-- start PROVIDED DATA --
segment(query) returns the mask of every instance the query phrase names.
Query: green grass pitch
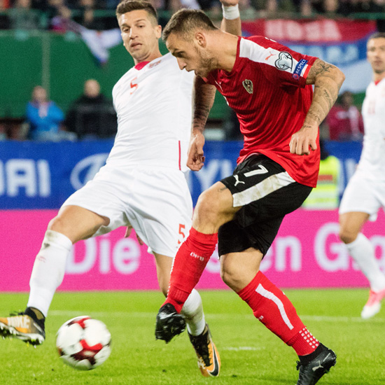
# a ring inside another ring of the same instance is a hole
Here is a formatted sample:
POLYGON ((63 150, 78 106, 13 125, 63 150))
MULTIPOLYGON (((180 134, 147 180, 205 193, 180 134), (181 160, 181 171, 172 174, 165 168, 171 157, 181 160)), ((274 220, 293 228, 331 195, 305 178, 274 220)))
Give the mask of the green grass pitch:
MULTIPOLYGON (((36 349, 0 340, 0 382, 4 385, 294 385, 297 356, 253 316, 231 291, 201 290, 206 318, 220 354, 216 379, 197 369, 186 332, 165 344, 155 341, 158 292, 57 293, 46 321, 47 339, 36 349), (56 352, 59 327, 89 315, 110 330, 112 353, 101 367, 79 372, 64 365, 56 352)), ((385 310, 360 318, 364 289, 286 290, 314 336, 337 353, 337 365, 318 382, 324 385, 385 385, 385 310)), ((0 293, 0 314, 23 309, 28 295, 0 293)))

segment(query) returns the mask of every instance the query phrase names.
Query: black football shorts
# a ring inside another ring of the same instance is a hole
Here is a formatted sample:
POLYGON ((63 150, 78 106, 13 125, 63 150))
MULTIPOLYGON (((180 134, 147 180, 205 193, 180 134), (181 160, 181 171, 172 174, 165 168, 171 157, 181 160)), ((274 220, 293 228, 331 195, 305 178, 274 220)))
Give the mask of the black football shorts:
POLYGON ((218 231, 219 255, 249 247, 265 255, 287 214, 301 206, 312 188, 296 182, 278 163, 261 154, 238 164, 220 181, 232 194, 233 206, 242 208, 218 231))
-- end PROVIDED DATA --
-- start PROVIDED DATA --
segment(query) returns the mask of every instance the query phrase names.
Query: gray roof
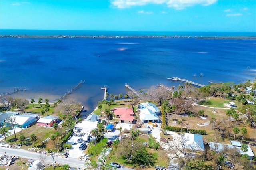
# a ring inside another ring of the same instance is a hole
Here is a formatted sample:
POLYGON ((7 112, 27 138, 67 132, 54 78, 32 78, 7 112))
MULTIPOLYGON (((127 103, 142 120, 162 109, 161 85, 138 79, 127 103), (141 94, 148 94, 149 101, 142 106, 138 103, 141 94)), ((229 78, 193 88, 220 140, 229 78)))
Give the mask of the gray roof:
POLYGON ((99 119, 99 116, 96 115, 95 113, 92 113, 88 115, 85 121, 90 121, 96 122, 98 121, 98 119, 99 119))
-- end PROVIDED DATA --
* PROBLEM TO WORK ON
How many lines in the items above contain the word "Give"? Reply with the number alone.

* RESPONSE
3